Trecho fornecido =
——————

Pois bem. A formulação dos parâmetros para o controle judicial de políticas públicas exige o enfrentamento de uma série de argumentos jurídicos, listados anteriormente, que se iniciam na própria gênese das políticas públicas – como a idéia de que se trata de uma decisão puramente política e absolutamente insindicável – e vão à eficácia dos direitos fundamentais sociais, supostamente condicionados à situação político-econômica do país. Dadas as suas dimensões, o trabalho, como já o título sugere, limita-se à análise de apenas uma questão atinente às políticas públicas: a legitimidade do controle exercido por parte do poder judiciário. O objetivo é explicar as razões que justificam a incursão dos juízes neste campo, atividade que lhes era vedada, bem como rebater as eventuais objeções corriqueiramente formuladas. Antes de seguir ao ponto, contudo, cumpre esclarecer o conceito que se está discutindo. Esta é a finalidade do tópico a seguir.

——————

Instrução 1 =
Redigite os registros desde a linha que contém "Records indicate the above-ground" até o fim dos registros, incluindo as duas extremidades.
Os registros não têm relação alguma com o trecho acima.

——————

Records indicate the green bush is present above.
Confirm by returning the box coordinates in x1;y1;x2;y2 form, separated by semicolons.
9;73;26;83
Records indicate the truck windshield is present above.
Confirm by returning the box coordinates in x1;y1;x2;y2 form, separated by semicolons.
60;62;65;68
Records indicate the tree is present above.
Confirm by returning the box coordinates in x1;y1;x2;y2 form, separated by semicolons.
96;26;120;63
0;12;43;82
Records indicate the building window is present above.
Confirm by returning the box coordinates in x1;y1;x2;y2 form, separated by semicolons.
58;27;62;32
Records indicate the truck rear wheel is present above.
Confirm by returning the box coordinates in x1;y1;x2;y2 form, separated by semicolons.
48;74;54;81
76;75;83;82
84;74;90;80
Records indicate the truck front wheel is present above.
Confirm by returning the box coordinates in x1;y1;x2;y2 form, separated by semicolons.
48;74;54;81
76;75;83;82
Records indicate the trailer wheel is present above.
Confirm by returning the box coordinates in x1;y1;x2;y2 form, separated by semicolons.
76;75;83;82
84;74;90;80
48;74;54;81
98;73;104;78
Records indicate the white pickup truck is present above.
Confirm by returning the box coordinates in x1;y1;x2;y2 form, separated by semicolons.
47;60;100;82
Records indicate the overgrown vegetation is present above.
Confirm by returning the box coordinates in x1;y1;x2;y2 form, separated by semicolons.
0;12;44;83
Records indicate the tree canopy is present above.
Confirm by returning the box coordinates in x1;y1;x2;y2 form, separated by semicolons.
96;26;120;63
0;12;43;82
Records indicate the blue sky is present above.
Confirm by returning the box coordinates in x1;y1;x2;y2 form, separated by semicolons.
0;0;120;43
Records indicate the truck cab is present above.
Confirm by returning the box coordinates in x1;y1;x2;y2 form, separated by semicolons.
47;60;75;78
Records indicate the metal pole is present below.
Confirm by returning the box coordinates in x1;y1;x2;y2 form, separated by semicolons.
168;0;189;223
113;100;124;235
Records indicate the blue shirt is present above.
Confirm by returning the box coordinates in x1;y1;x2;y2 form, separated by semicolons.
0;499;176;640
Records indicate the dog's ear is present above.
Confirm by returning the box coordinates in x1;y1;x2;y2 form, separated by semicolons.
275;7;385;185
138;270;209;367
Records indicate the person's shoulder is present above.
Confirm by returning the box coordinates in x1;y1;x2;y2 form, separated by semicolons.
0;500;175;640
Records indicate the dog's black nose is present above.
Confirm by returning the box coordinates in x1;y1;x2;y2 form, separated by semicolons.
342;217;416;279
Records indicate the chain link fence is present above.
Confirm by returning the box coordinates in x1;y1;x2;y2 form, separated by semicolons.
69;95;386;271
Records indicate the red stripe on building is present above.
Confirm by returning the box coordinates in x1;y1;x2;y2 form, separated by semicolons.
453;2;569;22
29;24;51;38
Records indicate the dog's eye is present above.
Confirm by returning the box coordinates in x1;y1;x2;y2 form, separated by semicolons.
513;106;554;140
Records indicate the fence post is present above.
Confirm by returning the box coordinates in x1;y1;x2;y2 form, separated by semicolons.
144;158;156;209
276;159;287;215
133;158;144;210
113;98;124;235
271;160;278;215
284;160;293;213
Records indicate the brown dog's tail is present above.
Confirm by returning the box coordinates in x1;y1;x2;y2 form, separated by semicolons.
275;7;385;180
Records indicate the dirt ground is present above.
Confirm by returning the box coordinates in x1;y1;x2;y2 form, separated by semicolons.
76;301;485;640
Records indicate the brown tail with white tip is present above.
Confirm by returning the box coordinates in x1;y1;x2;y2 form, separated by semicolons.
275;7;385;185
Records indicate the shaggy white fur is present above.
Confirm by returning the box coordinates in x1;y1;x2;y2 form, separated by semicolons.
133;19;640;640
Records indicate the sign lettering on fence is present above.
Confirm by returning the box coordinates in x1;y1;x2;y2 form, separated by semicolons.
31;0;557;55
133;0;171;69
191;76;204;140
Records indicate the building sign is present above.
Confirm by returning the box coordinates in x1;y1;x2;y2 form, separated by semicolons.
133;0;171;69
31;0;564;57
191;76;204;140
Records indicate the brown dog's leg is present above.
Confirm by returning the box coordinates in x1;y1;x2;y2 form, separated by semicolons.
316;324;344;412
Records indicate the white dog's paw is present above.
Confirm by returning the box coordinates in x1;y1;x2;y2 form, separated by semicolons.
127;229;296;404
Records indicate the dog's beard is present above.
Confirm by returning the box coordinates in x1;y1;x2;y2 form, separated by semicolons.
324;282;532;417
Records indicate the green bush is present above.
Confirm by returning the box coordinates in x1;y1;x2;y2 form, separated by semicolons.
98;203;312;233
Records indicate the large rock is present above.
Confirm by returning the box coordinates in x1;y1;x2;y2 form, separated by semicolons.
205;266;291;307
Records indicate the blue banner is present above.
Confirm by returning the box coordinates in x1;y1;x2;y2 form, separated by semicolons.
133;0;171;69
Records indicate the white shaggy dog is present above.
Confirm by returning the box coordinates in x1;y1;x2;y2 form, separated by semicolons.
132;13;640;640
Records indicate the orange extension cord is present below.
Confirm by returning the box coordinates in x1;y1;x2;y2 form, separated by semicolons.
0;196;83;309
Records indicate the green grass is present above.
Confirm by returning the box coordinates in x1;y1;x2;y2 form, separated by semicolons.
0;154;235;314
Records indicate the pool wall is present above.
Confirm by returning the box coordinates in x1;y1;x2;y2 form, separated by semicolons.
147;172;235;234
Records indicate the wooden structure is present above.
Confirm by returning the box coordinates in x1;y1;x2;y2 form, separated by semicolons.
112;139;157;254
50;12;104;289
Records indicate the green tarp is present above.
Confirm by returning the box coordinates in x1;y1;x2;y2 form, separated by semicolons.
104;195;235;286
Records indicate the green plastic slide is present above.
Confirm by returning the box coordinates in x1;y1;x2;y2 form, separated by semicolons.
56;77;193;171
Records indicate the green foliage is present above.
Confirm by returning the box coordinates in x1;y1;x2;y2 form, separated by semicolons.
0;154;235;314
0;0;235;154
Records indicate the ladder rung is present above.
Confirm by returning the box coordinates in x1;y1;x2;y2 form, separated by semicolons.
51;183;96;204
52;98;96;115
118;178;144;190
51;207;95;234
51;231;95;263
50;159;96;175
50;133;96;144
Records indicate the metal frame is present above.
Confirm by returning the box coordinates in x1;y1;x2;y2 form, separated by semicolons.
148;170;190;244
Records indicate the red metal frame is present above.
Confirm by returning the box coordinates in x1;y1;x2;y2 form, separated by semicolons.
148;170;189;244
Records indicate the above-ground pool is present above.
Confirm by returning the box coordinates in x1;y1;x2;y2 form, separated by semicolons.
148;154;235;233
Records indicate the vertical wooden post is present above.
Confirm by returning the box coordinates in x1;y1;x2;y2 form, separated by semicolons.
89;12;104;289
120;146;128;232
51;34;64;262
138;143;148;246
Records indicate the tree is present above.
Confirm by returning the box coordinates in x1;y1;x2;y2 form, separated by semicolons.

——————

Instrução 2 =
Responda com base no trecho sobre o controle judicial de políticas públicas:
(a) A análise de qual questão o trabalho se limita a fazer?
(b) Qual é a finalidade do tópico seguinte?
(c) A que os direitos fundamentais sociais estariam supostamente condicionados?

Resposta completa 1 =
Records indicate the above-ground pool is present above.
Confirm by returning the box coordinates in x1;y1;x2;y2 form, separated by semicolons.
148;154;235;233
Records indicate the vertical wooden post is present above.
Confirm by returning the box coordinates in x1;y1;x2;y2 form, separated by semicolons.
89;12;104;289
120;146;128;232
51;34;64;262
138;143;148;246
Records indicate the tree is present above.
Confirm by returning the box coordinates in x1;y1;x2;y2 form, separated by semicolons.

Resposta completa 2 =
(a) O trabalho analisa a legitimidade do controle exercido pelo poder judiciário sobre as políticas públicas.
(b) O tópico seguinte serve para esclarecer o conceito que está em discussão.
(c) Eles estariam supostamente condicionados à situação político-econômica do país.